## Exercise details:
Once the line with "the grey overcast" is reached, output it and every line after it, exactly, through the end of the records below. Pictures are skipped.

= = = =

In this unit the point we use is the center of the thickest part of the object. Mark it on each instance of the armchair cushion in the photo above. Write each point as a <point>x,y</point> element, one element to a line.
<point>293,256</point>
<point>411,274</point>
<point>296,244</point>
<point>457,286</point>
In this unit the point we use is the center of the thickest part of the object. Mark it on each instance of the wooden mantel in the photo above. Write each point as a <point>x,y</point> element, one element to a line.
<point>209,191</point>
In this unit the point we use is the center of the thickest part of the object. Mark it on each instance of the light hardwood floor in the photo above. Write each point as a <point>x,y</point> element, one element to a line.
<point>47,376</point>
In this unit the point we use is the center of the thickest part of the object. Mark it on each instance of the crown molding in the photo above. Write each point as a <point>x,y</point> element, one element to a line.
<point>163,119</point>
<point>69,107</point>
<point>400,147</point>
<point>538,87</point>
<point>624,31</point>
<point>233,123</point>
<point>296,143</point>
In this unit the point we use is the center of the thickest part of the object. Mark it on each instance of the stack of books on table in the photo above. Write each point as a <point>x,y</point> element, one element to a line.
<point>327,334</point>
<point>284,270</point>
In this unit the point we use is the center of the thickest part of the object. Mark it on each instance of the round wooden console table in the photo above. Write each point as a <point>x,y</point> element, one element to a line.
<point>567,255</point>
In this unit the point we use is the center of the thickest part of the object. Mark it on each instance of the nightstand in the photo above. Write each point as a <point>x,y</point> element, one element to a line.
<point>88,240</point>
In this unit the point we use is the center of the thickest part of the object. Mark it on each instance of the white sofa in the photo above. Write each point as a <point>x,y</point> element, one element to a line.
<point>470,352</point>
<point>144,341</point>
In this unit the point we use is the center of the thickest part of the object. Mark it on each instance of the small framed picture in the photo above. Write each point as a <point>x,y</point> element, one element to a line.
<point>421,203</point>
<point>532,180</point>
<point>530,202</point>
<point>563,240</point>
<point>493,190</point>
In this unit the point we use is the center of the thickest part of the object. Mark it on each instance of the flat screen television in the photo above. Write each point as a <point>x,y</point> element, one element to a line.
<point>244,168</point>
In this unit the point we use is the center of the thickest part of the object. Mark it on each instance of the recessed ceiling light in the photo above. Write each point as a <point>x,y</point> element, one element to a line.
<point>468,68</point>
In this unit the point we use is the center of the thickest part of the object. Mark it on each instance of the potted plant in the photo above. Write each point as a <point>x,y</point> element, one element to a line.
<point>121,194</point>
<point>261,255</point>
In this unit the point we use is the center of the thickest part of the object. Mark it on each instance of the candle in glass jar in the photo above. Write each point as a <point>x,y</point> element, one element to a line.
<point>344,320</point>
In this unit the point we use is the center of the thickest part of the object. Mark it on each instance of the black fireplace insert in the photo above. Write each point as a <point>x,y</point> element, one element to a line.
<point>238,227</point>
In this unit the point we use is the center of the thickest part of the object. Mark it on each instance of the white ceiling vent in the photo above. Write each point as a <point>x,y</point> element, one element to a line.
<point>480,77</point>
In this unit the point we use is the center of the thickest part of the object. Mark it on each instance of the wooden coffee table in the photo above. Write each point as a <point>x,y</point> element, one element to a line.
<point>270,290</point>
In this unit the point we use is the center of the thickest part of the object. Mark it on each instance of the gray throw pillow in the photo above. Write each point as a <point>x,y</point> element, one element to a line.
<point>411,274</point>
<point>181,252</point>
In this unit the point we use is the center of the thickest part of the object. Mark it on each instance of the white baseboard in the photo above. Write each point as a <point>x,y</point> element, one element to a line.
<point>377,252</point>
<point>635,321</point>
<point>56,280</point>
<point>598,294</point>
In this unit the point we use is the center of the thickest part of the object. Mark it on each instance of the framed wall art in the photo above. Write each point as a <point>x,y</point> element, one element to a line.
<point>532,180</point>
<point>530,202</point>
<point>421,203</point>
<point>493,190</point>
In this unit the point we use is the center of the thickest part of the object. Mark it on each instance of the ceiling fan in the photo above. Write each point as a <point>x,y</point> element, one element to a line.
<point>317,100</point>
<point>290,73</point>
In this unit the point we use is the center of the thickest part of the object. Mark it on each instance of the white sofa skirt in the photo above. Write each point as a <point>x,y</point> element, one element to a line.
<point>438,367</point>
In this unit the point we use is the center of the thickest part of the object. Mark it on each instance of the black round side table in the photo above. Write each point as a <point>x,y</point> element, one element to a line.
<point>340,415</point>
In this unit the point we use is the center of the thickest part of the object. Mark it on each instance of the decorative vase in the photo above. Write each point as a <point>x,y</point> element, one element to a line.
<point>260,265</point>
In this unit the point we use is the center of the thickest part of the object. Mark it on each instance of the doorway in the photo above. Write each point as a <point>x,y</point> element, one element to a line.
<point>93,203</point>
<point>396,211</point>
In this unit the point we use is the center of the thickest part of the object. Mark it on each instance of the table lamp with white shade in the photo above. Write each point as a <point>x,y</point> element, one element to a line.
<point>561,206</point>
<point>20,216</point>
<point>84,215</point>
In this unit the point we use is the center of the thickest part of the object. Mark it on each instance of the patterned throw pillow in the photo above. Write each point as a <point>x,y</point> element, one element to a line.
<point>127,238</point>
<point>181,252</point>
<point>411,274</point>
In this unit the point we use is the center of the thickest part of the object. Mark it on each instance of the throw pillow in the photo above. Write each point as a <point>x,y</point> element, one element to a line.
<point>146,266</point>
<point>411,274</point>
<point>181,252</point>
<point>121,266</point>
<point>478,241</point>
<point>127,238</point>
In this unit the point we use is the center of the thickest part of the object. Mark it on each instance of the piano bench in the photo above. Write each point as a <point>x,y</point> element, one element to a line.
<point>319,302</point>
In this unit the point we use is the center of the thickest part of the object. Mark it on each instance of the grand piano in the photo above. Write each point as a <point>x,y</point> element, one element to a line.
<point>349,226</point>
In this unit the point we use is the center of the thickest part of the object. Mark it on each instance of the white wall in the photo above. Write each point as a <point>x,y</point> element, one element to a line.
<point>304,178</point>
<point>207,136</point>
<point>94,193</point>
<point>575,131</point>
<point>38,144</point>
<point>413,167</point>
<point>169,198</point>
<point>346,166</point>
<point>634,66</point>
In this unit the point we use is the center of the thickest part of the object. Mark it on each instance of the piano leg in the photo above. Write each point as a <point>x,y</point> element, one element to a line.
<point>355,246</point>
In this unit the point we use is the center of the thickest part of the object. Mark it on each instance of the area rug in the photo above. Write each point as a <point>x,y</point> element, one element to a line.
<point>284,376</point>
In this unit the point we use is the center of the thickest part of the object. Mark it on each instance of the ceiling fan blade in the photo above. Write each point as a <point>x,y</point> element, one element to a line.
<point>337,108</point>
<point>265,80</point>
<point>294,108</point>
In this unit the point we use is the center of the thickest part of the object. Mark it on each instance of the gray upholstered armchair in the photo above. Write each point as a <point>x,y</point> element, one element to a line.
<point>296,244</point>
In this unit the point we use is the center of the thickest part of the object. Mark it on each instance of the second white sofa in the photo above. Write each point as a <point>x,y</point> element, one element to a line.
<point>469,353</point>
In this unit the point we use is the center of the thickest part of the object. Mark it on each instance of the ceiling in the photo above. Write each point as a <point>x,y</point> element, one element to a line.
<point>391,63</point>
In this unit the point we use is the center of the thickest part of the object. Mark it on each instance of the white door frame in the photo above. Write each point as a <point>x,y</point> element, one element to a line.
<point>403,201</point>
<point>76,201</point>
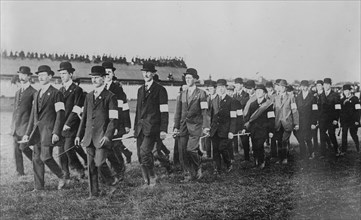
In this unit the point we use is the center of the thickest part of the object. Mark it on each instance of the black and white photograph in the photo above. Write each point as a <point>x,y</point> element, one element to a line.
<point>180,109</point>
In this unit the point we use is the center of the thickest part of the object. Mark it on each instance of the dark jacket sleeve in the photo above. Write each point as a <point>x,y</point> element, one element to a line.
<point>163,100</point>
<point>60,114</point>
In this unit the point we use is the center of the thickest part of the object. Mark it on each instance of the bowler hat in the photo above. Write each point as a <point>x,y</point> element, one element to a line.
<point>221,82</point>
<point>193,72</point>
<point>238,80</point>
<point>148,67</point>
<point>346,87</point>
<point>230,87</point>
<point>283,82</point>
<point>327,80</point>
<point>25,70</point>
<point>45,68</point>
<point>304,83</point>
<point>261,86</point>
<point>319,82</point>
<point>97,71</point>
<point>66,66</point>
<point>108,65</point>
<point>269,84</point>
<point>250,84</point>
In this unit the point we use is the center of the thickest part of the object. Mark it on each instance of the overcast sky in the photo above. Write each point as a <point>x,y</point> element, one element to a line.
<point>291,40</point>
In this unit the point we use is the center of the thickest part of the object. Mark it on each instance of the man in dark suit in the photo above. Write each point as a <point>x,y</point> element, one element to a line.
<point>223,126</point>
<point>24,98</point>
<point>73,100</point>
<point>97,128</point>
<point>151,121</point>
<point>191,121</point>
<point>260,122</point>
<point>123,126</point>
<point>307,109</point>
<point>44,129</point>
<point>329,115</point>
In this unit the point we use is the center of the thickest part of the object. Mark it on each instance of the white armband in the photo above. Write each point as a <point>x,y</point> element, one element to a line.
<point>204,105</point>
<point>163,108</point>
<point>314,107</point>
<point>239,112</point>
<point>59,106</point>
<point>293,106</point>
<point>271,114</point>
<point>125,107</point>
<point>113,114</point>
<point>120,103</point>
<point>77,109</point>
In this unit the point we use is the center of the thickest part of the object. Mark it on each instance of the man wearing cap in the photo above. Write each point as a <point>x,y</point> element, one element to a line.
<point>151,121</point>
<point>307,108</point>
<point>260,122</point>
<point>223,126</point>
<point>73,101</point>
<point>241,97</point>
<point>22,108</point>
<point>250,89</point>
<point>191,121</point>
<point>44,129</point>
<point>123,126</point>
<point>329,116</point>
<point>286,120</point>
<point>350,117</point>
<point>97,128</point>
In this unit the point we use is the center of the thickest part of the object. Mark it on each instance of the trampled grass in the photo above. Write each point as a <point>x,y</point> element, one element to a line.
<point>319,189</point>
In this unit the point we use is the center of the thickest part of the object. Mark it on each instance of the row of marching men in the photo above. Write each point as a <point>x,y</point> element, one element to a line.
<point>269,114</point>
<point>51,117</point>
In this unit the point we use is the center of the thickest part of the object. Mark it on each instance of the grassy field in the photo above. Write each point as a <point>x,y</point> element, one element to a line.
<point>319,189</point>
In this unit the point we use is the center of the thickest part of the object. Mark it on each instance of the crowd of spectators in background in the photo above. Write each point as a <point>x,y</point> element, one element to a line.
<point>161,61</point>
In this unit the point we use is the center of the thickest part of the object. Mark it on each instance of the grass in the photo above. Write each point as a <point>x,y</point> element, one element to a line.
<point>318,189</point>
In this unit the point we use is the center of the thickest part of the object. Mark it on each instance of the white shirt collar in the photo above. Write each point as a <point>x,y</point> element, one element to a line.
<point>25,85</point>
<point>149,84</point>
<point>67,84</point>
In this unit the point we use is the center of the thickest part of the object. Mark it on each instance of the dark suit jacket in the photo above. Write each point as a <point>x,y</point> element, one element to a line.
<point>22,111</point>
<point>73,101</point>
<point>223,121</point>
<point>123,108</point>
<point>191,115</point>
<point>47,118</point>
<point>98,119</point>
<point>149,118</point>
<point>264,124</point>
<point>307,111</point>
<point>328,111</point>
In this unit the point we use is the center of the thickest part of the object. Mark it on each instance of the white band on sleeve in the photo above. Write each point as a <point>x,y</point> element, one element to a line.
<point>77,109</point>
<point>271,114</point>
<point>314,107</point>
<point>163,108</point>
<point>204,105</point>
<point>59,106</point>
<point>125,107</point>
<point>113,114</point>
<point>120,103</point>
<point>293,106</point>
<point>239,112</point>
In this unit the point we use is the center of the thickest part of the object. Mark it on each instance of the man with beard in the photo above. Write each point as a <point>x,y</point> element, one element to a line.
<point>22,108</point>
<point>151,121</point>
<point>191,121</point>
<point>307,107</point>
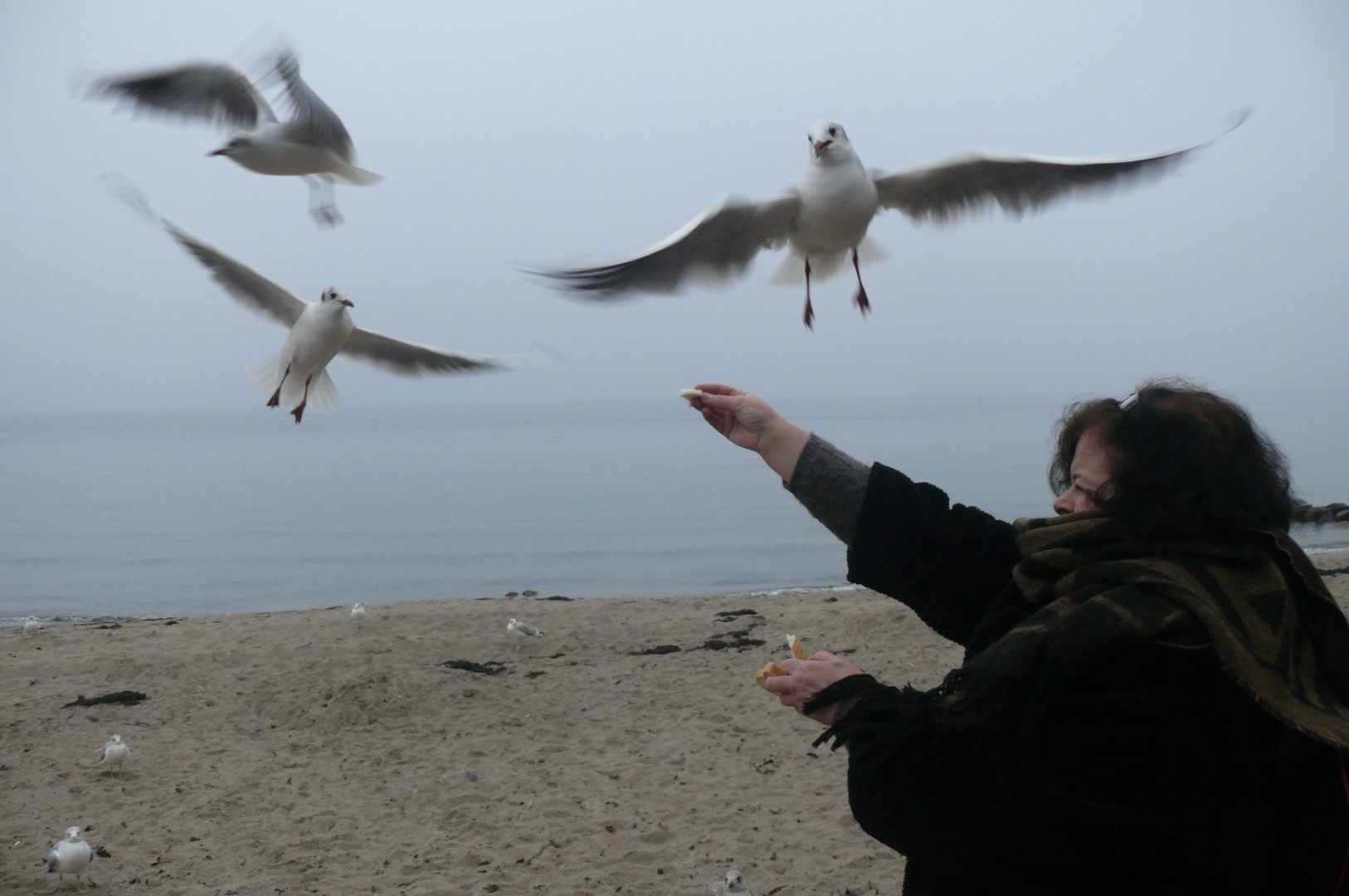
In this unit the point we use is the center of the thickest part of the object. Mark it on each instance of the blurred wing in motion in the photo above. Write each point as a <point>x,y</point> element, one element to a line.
<point>241,281</point>
<point>412,359</point>
<point>970,185</point>
<point>208,92</point>
<point>310,115</point>
<point>715,246</point>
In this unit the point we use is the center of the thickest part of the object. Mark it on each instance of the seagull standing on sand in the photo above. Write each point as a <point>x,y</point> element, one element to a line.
<point>733,885</point>
<point>825,220</point>
<point>71,856</point>
<point>115,753</point>
<point>314,144</point>
<point>319,331</point>
<point>523,629</point>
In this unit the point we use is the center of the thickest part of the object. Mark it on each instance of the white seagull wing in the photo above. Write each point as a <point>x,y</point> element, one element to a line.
<point>412,359</point>
<point>970,185</point>
<point>241,281</point>
<point>314,120</point>
<point>715,246</point>
<point>211,92</point>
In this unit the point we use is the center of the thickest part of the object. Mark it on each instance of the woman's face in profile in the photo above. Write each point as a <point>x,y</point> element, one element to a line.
<point>1090,474</point>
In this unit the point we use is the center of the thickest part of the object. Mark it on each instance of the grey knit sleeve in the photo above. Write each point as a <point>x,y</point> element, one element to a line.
<point>830,485</point>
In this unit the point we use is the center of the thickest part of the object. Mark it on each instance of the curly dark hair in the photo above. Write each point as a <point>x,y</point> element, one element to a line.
<point>1185,462</point>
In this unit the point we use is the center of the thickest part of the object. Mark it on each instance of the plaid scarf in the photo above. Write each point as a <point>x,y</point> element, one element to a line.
<point>1249,596</point>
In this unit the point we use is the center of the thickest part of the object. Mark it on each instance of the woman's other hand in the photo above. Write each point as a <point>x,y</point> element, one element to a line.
<point>807,678</point>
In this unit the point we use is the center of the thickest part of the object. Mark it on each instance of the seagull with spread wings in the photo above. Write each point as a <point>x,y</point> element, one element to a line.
<point>319,331</point>
<point>825,220</point>
<point>314,144</point>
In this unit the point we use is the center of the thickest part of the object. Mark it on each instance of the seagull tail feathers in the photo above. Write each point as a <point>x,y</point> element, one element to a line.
<point>793,267</point>
<point>266,374</point>
<point>357,177</point>
<point>323,393</point>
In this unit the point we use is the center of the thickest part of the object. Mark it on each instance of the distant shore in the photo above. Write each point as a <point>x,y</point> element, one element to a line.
<point>424,751</point>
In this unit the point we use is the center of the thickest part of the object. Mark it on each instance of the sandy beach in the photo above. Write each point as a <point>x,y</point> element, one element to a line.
<point>424,751</point>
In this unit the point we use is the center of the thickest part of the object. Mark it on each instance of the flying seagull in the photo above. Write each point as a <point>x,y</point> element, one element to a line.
<point>314,144</point>
<point>71,856</point>
<point>825,220</point>
<point>319,331</point>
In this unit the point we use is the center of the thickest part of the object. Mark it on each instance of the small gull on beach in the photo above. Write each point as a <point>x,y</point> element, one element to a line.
<point>523,629</point>
<point>825,219</point>
<point>71,856</point>
<point>314,144</point>
<point>733,885</point>
<point>319,331</point>
<point>115,753</point>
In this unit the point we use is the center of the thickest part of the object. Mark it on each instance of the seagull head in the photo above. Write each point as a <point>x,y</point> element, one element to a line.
<point>235,144</point>
<point>829,142</point>
<point>334,295</point>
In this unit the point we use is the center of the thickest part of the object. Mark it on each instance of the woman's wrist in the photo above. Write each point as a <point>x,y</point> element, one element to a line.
<point>782,443</point>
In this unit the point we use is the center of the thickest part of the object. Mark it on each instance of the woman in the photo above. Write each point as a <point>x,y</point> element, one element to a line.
<point>1155,691</point>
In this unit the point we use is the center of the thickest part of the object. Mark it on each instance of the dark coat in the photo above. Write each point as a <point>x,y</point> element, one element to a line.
<point>1154,773</point>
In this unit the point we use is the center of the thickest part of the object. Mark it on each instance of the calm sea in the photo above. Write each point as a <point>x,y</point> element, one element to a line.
<point>144,514</point>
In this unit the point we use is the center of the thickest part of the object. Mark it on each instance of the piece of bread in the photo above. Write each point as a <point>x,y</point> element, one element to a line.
<point>767,672</point>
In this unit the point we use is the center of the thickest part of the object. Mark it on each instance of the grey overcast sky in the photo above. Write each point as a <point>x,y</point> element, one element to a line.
<point>560,133</point>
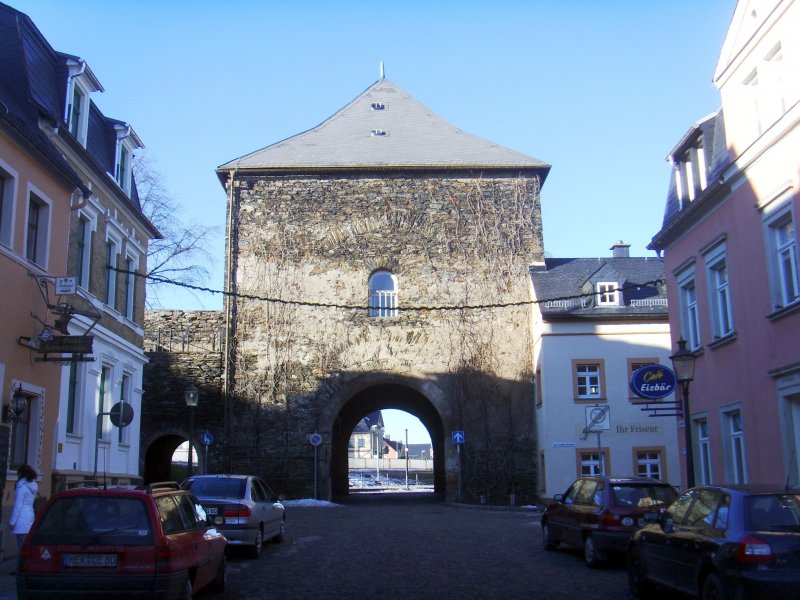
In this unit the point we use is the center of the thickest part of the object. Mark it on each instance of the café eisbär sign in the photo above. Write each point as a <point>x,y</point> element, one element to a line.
<point>653,382</point>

= = = =

## Your response:
In this unit the point we use is the center of the thickest part of the object. Mark it on each instance of the grey overcast sky in the photo above. Write each point as a <point>x,y</point> element, one element to a line.
<point>560,133</point>
In this unit the point we use is the center of the thickest part of the object. Mark it on each instance of the café eisbär sign in the photo above. Write each point as a <point>x,y</point> element, one element to a line.
<point>653,382</point>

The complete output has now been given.